**** DATASET ENTRIES
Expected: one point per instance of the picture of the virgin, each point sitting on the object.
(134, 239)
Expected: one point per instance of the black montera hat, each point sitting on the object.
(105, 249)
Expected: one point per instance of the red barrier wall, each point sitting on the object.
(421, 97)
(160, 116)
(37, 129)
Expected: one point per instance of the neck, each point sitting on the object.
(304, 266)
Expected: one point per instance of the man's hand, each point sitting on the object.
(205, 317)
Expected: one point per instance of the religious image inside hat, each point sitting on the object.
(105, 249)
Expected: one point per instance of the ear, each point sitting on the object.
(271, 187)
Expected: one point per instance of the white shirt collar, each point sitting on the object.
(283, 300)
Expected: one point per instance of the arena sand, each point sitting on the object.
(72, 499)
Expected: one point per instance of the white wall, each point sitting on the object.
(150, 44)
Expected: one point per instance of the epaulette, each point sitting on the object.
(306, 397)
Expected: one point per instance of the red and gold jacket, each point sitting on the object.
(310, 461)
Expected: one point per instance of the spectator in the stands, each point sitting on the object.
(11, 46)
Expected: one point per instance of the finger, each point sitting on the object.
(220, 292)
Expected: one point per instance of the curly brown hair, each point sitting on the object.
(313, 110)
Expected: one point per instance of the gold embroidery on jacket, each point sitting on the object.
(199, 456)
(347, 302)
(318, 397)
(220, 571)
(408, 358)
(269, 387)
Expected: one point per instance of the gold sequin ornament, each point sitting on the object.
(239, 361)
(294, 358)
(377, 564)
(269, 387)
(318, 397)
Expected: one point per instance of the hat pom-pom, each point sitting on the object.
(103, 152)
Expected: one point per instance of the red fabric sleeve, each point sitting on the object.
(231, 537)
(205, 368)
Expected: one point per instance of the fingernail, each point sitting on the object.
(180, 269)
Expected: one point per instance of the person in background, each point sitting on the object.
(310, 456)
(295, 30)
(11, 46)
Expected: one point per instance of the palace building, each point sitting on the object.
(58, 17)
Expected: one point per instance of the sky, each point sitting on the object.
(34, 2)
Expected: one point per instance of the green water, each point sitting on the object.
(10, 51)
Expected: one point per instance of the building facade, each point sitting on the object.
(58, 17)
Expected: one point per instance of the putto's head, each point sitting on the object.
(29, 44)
********
GOAL: Return precisely the lines of the records, starting with the line that holds "Expected: one point per instance of the white shirt" and ending with the last one.

RESULT:
Expected: one point per instance of the white shirt collar, each point sitting on the object.
(283, 300)
Expected: one point per instance of the arena sand, each point sitting on the object.
(72, 499)
Expected: one point per instance of the white wall, each point sitting on the object.
(150, 44)
Expected: one point per instance of the epaulette, each point sitting on the object.
(306, 397)
Expected: one point per instance of the red and gold jacket, each point sitting on the object.
(310, 461)
Expected: one point per instance of the spectator in the stands, each point sitting on the object.
(11, 46)
Expected: one point per instance of the finger, each point sitting on the object.
(220, 292)
Expected: one point per instance of the curly brown hair, each point sitting on the object.
(313, 110)
Expected: one point per instance of the gold embroidery on jacket, each point sitting on the object.
(199, 456)
(347, 302)
(318, 397)
(220, 571)
(408, 358)
(269, 387)
Expected: one point per instance of the gold sequin ornament, each point sitting on the object.
(239, 361)
(294, 358)
(377, 564)
(269, 387)
(318, 397)
Expected: one point per instance of the hat pom-pom, each point sitting on the object.
(103, 152)
Expected: one point per instance of the red fabric sleeve, each point sitting on the object.
(231, 537)
(205, 368)
Expected: one point per instance of the fingernail, each point sitting on the object.
(180, 269)
Expected: one point per instance of the person in background, each point sitting on the object.
(310, 456)
(295, 30)
(11, 46)
Expected: one point per instance of the palace building, each point sitting on the object.
(58, 17)
Expected: one point per instance of the sky, each point sitting on the object.
(34, 2)
Expected: one point per instance of the green water, each point sitting on the object.
(10, 51)
Expected: one point per instance of the building facade, each point sitting on the object.
(58, 17)
Expected: one point per instance of the putto's head, each point sitting on the object.
(29, 44)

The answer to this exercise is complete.